- YOUR ASSIGNMENT
Look through the listing for the word "stone". Copy each line that has it.
↓
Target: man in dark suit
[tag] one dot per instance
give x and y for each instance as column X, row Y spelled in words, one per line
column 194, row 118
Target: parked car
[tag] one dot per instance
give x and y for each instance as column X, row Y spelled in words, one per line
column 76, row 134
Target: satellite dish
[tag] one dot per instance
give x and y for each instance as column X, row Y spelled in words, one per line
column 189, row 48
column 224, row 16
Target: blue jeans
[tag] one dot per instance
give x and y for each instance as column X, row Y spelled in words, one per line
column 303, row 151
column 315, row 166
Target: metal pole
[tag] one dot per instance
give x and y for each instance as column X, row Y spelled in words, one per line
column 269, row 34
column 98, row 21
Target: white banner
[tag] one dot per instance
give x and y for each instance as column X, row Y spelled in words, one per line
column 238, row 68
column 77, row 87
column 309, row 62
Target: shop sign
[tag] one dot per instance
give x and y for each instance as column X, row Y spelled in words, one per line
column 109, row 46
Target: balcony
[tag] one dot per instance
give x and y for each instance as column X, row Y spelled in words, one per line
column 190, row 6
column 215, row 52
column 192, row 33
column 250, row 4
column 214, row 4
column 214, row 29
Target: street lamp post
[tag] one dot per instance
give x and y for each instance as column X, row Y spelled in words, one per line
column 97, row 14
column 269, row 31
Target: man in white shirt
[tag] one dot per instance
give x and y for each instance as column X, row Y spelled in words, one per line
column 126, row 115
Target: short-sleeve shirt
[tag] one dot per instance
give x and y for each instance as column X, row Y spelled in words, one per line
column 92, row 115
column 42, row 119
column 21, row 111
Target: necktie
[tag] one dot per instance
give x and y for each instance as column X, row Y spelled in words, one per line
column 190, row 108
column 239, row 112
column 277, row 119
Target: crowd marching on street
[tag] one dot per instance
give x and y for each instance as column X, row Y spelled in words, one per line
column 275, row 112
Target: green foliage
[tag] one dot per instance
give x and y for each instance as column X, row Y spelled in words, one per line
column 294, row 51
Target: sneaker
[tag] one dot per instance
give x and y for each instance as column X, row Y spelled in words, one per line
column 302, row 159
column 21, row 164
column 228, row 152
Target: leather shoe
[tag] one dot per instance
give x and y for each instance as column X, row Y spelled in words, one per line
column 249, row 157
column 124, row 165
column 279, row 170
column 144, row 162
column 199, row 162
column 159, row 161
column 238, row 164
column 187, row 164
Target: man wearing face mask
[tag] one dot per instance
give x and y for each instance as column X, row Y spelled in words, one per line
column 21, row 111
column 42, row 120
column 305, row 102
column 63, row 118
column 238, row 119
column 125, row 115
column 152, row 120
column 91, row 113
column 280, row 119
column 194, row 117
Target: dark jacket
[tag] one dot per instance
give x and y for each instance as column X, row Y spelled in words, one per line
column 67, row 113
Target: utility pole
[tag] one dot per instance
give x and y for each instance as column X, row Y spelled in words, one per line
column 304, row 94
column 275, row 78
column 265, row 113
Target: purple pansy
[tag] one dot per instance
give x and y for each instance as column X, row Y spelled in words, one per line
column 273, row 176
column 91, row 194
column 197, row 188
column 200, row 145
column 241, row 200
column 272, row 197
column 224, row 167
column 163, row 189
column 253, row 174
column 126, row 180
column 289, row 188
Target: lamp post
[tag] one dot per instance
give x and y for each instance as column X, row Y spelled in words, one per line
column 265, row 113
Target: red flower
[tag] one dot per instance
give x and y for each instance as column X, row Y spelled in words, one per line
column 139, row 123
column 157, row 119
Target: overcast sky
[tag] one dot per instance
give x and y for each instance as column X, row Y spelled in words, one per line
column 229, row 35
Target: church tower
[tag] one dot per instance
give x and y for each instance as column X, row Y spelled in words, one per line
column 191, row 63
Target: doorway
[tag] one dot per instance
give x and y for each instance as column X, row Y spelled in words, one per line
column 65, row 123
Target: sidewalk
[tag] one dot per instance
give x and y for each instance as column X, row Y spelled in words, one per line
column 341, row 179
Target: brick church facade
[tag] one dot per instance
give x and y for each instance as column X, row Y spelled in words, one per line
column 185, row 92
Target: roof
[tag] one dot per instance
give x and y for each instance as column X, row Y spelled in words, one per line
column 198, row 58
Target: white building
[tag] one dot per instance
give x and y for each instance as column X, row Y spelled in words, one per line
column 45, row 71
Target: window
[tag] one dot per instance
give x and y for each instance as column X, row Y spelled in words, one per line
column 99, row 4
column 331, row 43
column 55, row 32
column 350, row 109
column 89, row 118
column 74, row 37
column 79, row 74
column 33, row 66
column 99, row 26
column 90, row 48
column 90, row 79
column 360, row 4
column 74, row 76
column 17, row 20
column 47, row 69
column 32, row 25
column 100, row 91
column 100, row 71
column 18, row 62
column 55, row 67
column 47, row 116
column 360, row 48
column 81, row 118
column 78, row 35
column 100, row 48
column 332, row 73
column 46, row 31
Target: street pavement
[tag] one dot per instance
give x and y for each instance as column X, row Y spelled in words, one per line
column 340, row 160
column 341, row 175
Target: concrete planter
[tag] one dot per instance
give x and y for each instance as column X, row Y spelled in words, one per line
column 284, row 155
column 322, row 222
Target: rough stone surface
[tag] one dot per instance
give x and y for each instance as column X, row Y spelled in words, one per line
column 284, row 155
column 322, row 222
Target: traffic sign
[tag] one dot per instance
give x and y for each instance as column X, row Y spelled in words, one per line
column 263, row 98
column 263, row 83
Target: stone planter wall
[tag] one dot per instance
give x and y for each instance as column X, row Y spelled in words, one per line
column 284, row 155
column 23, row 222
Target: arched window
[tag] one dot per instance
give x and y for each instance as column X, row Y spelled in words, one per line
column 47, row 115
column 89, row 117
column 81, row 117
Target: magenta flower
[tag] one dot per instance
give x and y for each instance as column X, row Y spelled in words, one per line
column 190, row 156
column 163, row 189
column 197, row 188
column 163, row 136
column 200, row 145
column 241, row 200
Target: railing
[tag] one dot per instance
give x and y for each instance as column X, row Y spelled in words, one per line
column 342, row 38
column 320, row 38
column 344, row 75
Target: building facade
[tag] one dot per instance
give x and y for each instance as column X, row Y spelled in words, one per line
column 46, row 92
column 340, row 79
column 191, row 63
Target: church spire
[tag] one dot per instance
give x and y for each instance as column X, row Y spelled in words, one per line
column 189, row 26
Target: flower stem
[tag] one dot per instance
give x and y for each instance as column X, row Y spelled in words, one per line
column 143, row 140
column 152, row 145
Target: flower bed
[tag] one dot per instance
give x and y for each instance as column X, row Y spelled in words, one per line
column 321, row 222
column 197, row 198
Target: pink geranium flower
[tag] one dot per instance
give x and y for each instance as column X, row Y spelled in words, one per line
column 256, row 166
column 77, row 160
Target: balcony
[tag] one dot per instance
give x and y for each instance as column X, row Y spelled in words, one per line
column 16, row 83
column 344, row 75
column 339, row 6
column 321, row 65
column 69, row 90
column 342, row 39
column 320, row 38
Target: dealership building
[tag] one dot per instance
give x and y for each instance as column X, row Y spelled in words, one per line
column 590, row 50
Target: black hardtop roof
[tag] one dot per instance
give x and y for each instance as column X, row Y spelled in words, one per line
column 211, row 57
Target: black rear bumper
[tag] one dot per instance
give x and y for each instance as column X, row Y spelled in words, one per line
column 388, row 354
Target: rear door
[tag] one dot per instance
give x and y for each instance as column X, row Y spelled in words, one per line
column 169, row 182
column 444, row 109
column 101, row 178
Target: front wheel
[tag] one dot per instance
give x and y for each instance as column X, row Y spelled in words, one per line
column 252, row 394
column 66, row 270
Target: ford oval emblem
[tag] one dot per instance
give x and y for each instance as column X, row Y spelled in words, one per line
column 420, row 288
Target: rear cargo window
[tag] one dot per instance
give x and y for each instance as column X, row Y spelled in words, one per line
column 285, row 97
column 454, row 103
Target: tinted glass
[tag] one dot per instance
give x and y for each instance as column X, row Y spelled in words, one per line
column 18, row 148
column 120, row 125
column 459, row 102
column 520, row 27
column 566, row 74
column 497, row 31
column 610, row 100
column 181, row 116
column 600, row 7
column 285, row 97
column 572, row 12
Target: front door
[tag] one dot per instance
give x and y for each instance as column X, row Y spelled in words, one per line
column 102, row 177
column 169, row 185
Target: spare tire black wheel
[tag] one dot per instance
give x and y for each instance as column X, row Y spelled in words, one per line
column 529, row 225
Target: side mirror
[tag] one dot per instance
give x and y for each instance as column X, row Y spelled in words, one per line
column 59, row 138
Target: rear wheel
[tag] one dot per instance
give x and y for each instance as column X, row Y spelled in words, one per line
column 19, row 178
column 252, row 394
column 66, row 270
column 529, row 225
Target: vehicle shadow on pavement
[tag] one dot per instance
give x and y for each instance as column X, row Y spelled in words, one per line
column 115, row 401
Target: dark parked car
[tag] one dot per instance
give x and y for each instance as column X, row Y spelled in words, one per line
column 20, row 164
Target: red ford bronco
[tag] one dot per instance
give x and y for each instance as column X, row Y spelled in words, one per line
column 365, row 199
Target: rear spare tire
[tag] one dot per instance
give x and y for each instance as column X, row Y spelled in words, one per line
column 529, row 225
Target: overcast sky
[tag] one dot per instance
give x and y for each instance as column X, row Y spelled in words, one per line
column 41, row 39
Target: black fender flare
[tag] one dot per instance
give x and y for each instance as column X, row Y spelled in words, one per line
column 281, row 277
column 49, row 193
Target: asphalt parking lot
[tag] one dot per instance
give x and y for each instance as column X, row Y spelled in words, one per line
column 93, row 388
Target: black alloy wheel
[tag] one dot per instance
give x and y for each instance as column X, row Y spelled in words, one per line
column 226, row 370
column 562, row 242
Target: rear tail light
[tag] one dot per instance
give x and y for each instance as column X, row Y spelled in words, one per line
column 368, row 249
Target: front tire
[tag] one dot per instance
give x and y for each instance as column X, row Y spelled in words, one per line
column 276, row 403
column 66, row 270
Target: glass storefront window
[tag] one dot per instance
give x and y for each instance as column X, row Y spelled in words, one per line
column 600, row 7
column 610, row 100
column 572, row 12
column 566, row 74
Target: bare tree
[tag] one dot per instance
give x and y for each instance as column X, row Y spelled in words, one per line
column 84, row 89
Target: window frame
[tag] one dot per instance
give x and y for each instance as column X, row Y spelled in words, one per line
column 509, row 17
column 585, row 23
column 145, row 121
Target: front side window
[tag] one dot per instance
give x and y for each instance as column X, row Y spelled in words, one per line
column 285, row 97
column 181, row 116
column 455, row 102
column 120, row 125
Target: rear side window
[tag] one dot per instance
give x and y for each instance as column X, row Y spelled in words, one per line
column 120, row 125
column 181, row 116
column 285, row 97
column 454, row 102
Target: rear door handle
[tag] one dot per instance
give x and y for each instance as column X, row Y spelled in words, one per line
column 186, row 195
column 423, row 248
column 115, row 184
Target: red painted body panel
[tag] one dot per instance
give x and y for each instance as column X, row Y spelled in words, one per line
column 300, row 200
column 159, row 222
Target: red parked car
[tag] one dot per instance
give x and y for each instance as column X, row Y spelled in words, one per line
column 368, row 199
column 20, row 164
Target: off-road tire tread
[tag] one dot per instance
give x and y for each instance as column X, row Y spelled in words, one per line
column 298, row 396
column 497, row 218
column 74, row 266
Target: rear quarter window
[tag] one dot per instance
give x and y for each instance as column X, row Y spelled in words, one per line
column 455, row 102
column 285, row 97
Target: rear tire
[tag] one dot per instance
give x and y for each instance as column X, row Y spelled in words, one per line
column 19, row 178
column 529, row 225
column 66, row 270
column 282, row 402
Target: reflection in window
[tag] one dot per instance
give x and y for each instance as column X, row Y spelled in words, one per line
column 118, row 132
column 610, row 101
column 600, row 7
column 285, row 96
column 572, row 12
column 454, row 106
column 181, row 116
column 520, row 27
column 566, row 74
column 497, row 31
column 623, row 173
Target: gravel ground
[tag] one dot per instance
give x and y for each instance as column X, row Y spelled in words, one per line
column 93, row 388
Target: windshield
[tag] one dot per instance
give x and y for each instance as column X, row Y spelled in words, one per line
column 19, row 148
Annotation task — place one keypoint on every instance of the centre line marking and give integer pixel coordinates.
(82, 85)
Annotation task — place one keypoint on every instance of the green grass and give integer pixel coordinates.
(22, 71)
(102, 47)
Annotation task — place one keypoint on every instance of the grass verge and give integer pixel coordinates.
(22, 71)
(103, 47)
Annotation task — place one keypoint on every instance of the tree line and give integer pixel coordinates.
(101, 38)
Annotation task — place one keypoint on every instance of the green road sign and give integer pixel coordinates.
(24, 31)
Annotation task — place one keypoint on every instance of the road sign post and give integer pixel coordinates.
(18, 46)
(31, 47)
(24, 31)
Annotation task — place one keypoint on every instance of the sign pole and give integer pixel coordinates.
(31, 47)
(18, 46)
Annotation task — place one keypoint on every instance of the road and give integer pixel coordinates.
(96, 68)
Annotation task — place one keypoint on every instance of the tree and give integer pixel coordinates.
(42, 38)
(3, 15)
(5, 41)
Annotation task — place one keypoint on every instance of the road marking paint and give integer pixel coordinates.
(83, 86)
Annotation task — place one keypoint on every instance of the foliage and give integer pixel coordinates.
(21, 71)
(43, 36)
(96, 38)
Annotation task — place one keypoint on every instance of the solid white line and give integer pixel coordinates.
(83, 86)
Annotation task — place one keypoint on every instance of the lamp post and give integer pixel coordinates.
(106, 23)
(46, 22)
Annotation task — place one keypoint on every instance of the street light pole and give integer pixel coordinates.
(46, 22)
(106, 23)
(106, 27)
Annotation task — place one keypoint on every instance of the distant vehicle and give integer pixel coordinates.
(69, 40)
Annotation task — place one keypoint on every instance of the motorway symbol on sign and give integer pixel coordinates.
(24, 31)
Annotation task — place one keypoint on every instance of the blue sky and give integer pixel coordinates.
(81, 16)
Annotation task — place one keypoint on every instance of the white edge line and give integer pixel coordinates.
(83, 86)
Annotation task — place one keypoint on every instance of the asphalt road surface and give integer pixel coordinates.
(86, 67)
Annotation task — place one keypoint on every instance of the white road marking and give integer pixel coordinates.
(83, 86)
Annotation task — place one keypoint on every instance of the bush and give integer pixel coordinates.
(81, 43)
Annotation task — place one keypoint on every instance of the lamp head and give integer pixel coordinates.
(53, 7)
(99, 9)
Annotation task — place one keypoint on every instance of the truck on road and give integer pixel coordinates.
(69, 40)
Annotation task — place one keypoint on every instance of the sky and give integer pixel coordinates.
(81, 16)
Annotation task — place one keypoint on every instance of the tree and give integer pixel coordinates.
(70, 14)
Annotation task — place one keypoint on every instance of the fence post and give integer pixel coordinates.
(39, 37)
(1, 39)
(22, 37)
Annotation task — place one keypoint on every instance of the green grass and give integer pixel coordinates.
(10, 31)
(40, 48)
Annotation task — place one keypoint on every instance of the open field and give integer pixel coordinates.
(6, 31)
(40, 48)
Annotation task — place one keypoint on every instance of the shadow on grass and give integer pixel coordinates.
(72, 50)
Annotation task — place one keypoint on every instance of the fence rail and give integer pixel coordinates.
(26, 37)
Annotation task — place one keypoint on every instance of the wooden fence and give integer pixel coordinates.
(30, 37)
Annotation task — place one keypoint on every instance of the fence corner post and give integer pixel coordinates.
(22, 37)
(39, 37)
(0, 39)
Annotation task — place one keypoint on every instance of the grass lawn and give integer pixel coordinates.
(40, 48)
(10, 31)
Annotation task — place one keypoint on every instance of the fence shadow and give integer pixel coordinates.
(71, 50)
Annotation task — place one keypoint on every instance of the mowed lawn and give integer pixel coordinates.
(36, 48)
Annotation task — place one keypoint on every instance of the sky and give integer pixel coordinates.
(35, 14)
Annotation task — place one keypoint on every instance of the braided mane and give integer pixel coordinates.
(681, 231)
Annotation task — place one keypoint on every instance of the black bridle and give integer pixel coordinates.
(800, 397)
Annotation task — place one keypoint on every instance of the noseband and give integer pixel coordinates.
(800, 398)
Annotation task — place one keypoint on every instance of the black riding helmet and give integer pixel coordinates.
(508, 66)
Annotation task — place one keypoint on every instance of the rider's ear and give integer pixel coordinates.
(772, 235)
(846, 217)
↑
- ANSWER TO THIS EXERCISE
Target: rough stone surface
Target: stone planter wall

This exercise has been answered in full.